• **DOCUMENT PASSAGE**:
|---|

The Election 2020 Matchups

Edward Hamburg
7 min readApr 27, 2020

Who has the edge in November?

By Edward Hamburg

We often see American elections through the metaphor of a horserace: candidates begin campaigns (earlier and earlier) by bolting out of starting gates, they race down tracks as their movements are breathlessly recounted by multiple announcers, odds-makers adjust to their changing positions in the final stretch, and crowds roar when finish lines are crossed and victors declared.

This metaphor, however, is not just inaccurate, it’s not fair to the candidates — or the horses. First the obvious: the goals are different. Horses run in races to earn purses for their owners; candidates run in elections not for a prize but for the privilege of governing others. Second, although guided by jockeys and disciplined by trainers, horses win races primarily on their own capabilities. Candidates, on the other hand, even as they get all the attention and almost all the credit, don’t win the privilege to govern on their talents and efforts alone. American elections involve an integrated web of personalities, ideas, coordination, rules-of-play, and unanticipated effects. The metaphor to understand them is not a horserace but a complex team sport, and as is done when two teams go head-to-head, these outcomes are often projected after drawing comparisons — “matching them up” — against the key determinants of success.

Candidates

We start by evaluating the stars on the teams, for quality candidates unquestionably increase the probabilities of electoral success. The ideal types are attractive, intelligent, charismatic, articulate, thoughtful, thrifty, brave, clean, and reverent women and men, professionals with experiences supporting their desires to become or continue as elected officials entrusted with governing the American polity. Unfortunately, such ideal types are often unavailable in the real world. Distinguishing quality candidates thus requires subjectively “scoring” them on this attribute list to see who measures at or above some threshold level of acceptability. Lots of newsprint is dedicated to examining how we make these candidate calculations, but they are just the first of five key determinants of successful outcomes in American elections.

Vision

For example, it also matters if candidates can: 1) effectively articulate what beliefs and values guide their governance decision making; 2) clearly describe how these beliefs and values lead to the pursuit of policies that achieve particular governance objectives; and 3) convincingly explain how all of this is part of or extends from a larger shared vision of the purpose of government at the given point in history. Many candidates do 1 and 2; most contemporary Republicans and just a few contemporary Democrats do 3.

At critical points in American electoral history, citizens have been presented with two distinctive visions of governance. One is future-oriented, describing the role of government in leading the country into what is hoped to be “A Great Tomorrow.” Embracing the societal diversification and economic transformations occurring at the time, this vision identifies the primary issues that government must address for the nation to effectively adapt to changing circumstances in the coming decades.

The second vision is the exact opposite: it’s preservation-oriented, describing the role of government in leading the country back to what was believed to be “The Great Yesterday.” Decrying the societal diversification and economic transformations occurring at the time, this vision extols the virtues of protecting existing advantages, and reinforcing existing prejudices, of constituencies whose interests and status are challenged by changing circumstances in the coming decades.

Republicans do an excellent job of articulating a coherent preservation-oriented vision, one that took form with Barry Goldwater, was popularized with Ronald Reagan, got effectively implemented by George W. Bush, and is exemplified by Donald Trump. In contrast, Democrats have not figured out the “vision thing:” they’ve lived off the remnants of the New Deal and Great Society, attempted Clinton-like pivots, or tried to expand the “Hope and Change” slogan into a coherent policy agenda beyond healthcare. Until very recently.

|---|

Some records

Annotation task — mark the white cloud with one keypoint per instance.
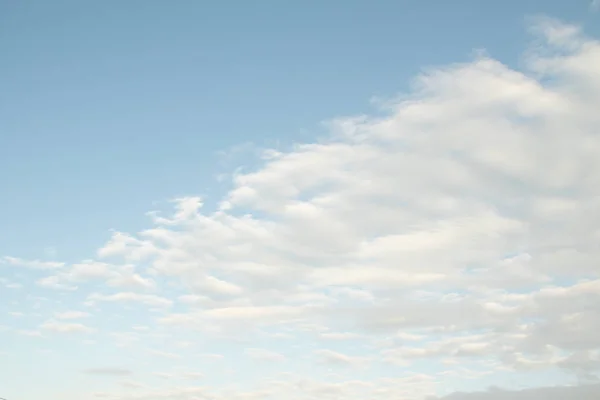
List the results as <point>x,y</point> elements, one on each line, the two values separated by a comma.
<point>460,228</point>
<point>108,371</point>
<point>334,358</point>
<point>264,355</point>
<point>146,299</point>
<point>34,264</point>
<point>65,327</point>
<point>71,315</point>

|---|

• **REQUIRED TASKS**:
1 > In the essay on the 2020 election matchups, what metaphor does the author say should replace the horserace for understanding American elections?
2 > Retype the records line by line without any changes, leaving the pictures out.
The records have no connection to the text.

• **TASK SOLUTIONS**:
1 > A complex team sport.

2 >
Annotation task — mark the white cloud with one keypoint per instance.
List the results as <point>x,y</point> elements, one on each line, the two values separated by a comma.
<point>460,228</point>
<point>108,371</point>
<point>334,358</point>
<point>264,355</point>
<point>146,299</point>
<point>34,264</point>
<point>65,327</point>
<point>71,315</point>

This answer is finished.